Day 31 Villadangos del Paramo to Astoria

It was strange to be leaving Leon and come across Bernard sitting in the square reading. He’s obviously been photographed many times by the look of the shiny seat next to him. I guess he’s never lonely ….

So here should be a beautiful bronze of a man on a seat with an uncanny resemblance to Bernard…..

Today has been a hard day, most of it wet, and my boots decided they would leak, wet feet does not a happy walker make. I also decided to take the “optional” route which I knew would tag some kilometres onto my day but the other route followed the main road and the wet road was not good for thinking or walking. Little did I know that the country route involved walking through about a kilometre of deep, deep, mud where men were working on putting a drainage system in. The heavy earth working machinery had to stop to allow me to pass by, the mud was like treacle and stuck wherever it touched. It was exhausting, after that came muddy hills and steep valleys and more rain. And the detour took me up to 31.2km which is getting in for 20 miles, no wonder I all in and don’t feel as if I can walk another step. Am I still smiling? Of course, but I smiled even more when I reached Astoria. It’s a lovely place but I have not the energy to don on wet boots and explore…

I did think you might like to see my new (very good natured) Spanish friend, I believe his side did win the match…… and here should be a photo of me and a local football fan…

just how lucky can a girl get? (Please ignore the sandals with socks!)

Two things have fascinated me over the last couple of days one is the many little wine houses where the wine is put to ferment, they are like something out of The Lord of the Rings. Big mounds of earth with a door and several chimneys.

The other fascinating thing is the storks nests on every Church tower, at least three on each and so close to the bells you’d think the poor storks would be frightened out of their wits…..

Today I heard my first Cook-coo, (I really have no idea how to spell the name of this naughty bird) surely a sign of spring? And so many of the spring flowers are now coming out, it would be nice if the sun would join in the party….

→ Set problem a
Rewrite the records starting at the line containing "Spot the purple flower" and ending at the end of the records, with "Spot" changed to "Locate" and nothing else altered.
The walking diary entry and the records that come next are unrelated material.

→ Extracted entries
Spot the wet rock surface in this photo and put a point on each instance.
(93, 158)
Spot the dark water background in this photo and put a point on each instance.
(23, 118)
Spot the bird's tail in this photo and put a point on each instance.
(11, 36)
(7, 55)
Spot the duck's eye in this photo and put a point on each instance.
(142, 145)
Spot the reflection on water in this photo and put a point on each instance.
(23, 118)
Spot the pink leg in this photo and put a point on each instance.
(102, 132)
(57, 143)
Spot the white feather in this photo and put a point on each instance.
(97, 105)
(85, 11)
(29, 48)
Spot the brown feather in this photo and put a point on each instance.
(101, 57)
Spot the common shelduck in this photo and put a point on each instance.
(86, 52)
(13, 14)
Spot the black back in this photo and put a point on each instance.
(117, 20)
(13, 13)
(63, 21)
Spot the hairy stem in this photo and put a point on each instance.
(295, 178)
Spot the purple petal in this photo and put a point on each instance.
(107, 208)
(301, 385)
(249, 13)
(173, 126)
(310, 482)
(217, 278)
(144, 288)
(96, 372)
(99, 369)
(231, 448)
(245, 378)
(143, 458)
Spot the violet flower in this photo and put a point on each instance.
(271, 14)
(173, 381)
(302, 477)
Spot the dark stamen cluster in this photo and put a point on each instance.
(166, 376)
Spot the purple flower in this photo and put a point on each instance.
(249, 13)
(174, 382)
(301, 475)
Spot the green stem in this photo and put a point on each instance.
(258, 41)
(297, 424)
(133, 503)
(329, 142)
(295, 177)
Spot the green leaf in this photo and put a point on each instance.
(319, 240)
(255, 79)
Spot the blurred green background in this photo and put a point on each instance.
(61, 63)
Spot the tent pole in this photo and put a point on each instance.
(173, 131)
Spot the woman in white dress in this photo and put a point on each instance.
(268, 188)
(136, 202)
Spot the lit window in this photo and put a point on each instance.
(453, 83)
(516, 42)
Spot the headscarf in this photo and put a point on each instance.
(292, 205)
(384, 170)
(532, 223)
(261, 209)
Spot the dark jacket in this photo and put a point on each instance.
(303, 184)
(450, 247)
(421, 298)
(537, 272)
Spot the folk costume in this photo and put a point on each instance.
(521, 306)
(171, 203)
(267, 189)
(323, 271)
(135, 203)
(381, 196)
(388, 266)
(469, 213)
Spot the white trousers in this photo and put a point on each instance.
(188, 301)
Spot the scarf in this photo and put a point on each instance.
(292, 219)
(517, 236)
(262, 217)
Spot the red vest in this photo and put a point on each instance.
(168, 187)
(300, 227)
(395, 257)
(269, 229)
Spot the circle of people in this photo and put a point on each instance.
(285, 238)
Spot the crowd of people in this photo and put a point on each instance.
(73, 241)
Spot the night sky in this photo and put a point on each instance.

→ Set problem b
Copy from the walking diary entry word for word, starting at "just how lucky" and ending at "and several chimneys.".

→ Full output a
Locate the purple flower in this photo and put a point on each instance.
(249, 13)
(174, 382)
(301, 475)
Locate the green stem in this photo and put a point on each instance.
(258, 41)
(297, 424)
(133, 503)
(329, 142)
(295, 177)
Locate the green leaf in this photo and put a point on each instance.
(319, 240)
(255, 79)
Locate the blurred green background in this photo and put a point on each instance.
(61, 63)
Locate the tent pole in this photo and put a point on each instance.
(173, 131)
Locate the woman in white dress in this photo and put a point on each instance.
(268, 188)
(136, 202)
Locate the lit window in this photo and put a point on each instance.
(453, 83)
(516, 42)
Locate the headscarf in this photo and put a point on each instance.
(292, 205)
(384, 170)
(532, 223)
(261, 209)
Locate the dark jacket in this photo and put a point on each instance.
(303, 184)
(450, 247)
(421, 298)
(537, 272)
Locate the folk costume in this photo and put a point on each instance.
(521, 306)
(171, 203)
(267, 189)
(323, 271)
(135, 203)
(381, 196)
(388, 266)
(469, 213)
Locate the white trousers in this photo and put a point on each instance.
(188, 301)
Locate the scarf in this photo and put a point on each instance.
(292, 219)
(517, 236)
(262, 217)
Locate the red vest in this photo and put a point on each instance.
(168, 187)
(300, 227)
(395, 257)
(269, 229)
Locate the circle of people in this photo and put a point on each instance.
(285, 238)
Locate the crowd of people in this photo and put a point on each instance.
(73, 241)
Locate the night sky in this photo and put a point on each instance.

→ Full output b
just how lucky can a girl get? (Please ignore the sandals with socks!)

Two things have fascinated me over the last couple of days one is the many little wine houses where the wine is put to ferment, they are like something out of The Lord of the Rings. Big mounds of earth with a door and several chimneys.